# WHAT TO DO:
a) Reproduce word for word everything from "1. Study the" down to "event is constrained." in the excerpt on location controls below.
b) For each statement, say yes or no according to the excerpt on location controls below, and quote the words from the excerpt that decide it: (i) Pushing the small square by the "Fix Depth" label should turn it red. (ii) The rms residual is shown as "sdobs" in the location output panel. (iii) The fixed depths to try include 30 km.

** Start EXCERPTED TEXT **

Other useful location controls:

For the next phase of this exercise it is a good idea to clear the location window to get rid of some of the junk you created up to now.  A simple hack way to do this is to locate the "Next" button above the arrivals window and push it, then push the adjacent "Previous" button.

  1. Study the effects of fixing the depth.  Locate the "Fix Depth"  label with the small button to it's left.  Push the small square and it should turn red.  (This indicates locations will be done with the depth fixed.)  Immediately to the left is a button labeled "Depth" with a number to it's immediate right that is the current fixed depth to us.  The button is controlled by holding down MB1 over the "Depth" button and using a pull down menu to select a group of preset depths.
  2. Try computing solutions at 0, 5, 10,15, 20, and 25 km fixed depths.  Notice that the "dtype" field changes from "f" (which I guess stands for free) to "g" (which the css3.0 book says means contrained by "geophysicist").
  3. Compare the rms residual tabulated as "sdobs" in the location output panel.  Plot and hand in the curve and explain what it tells you about how well the depth of this event is constrained.

** End EXCERPTED TEXT **
** Start ROWS **

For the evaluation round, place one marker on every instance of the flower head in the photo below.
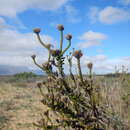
(47, 66)
(55, 52)
(48, 46)
(33, 56)
(68, 37)
(90, 65)
(60, 27)
(78, 54)
(37, 30)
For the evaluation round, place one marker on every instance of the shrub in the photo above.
(74, 101)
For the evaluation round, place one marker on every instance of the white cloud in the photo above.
(102, 64)
(90, 35)
(93, 14)
(91, 38)
(12, 7)
(72, 14)
(16, 48)
(109, 15)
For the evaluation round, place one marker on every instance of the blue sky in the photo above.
(100, 28)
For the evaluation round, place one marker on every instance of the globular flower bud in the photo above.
(60, 27)
(37, 30)
(90, 65)
(48, 46)
(47, 66)
(33, 56)
(78, 54)
(39, 85)
(55, 52)
(68, 37)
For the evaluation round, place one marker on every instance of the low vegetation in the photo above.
(80, 102)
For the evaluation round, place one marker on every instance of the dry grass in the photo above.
(19, 106)
(20, 102)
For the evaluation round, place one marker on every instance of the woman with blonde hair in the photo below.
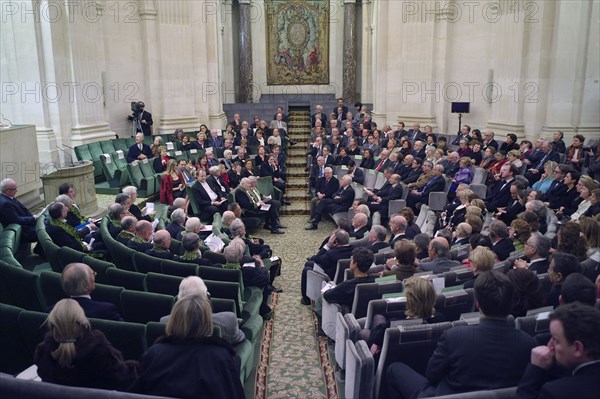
(73, 354)
(171, 184)
(188, 362)
(547, 177)
(481, 259)
(420, 302)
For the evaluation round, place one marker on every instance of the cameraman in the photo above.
(142, 119)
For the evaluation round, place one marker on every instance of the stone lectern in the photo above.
(81, 175)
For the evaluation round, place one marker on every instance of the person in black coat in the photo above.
(143, 236)
(139, 150)
(13, 211)
(502, 245)
(78, 281)
(575, 329)
(436, 184)
(340, 202)
(360, 262)
(75, 355)
(338, 247)
(63, 234)
(500, 195)
(456, 364)
(188, 362)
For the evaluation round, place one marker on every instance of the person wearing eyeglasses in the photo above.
(78, 281)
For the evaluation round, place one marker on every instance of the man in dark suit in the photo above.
(143, 236)
(341, 201)
(358, 176)
(139, 150)
(488, 141)
(490, 355)
(384, 161)
(128, 230)
(451, 166)
(317, 170)
(175, 227)
(78, 281)
(575, 328)
(435, 184)
(325, 188)
(415, 133)
(502, 245)
(379, 200)
(160, 249)
(143, 122)
(359, 226)
(337, 248)
(500, 195)
(13, 211)
(344, 110)
(439, 257)
(536, 170)
(537, 249)
(251, 203)
(215, 141)
(209, 201)
(319, 115)
(398, 225)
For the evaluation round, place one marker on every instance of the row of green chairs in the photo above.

** End ROWS **

# ANSWERS TO EACH TASK:
a)
1. Study the effects of fixing the depth.  Locate the "Fix Depth"  label with the small button to it's left.  Push the small square and it should turn red.  (This indicates locations will be done with the depth fixed.)  Immediately to the left is a button labeled "Depth" with a number to it's immediate right that is the current fixed depth to us.  The button is controlled by holding down MB1 over the "Depth" button and using a pull down menu to select a group of preset depths.
  2. Try computing solutions at 0, 5, 10,15, 20, and 25 km fixed depths.  Notice that the "dtype" field changes from "f" (which I guess stands for free) to "g" (which the css3.0 book says means contrained by "geophysicist").
  3. Compare the rms residual tabulated as "sdobs" in the location output panel.  Plot and hand in the curve and explain what it tells you about how well the depth of this event is constrained.

b)
(i) Yes: "Push the small square and it should turn red."
(ii) Yes: "Compare the rms residual tabulated as "sdobs" in the location output panel."
(iii) No: "Try computing solutions at 0, 5, 10,15, 20, and 25 km fixed depths."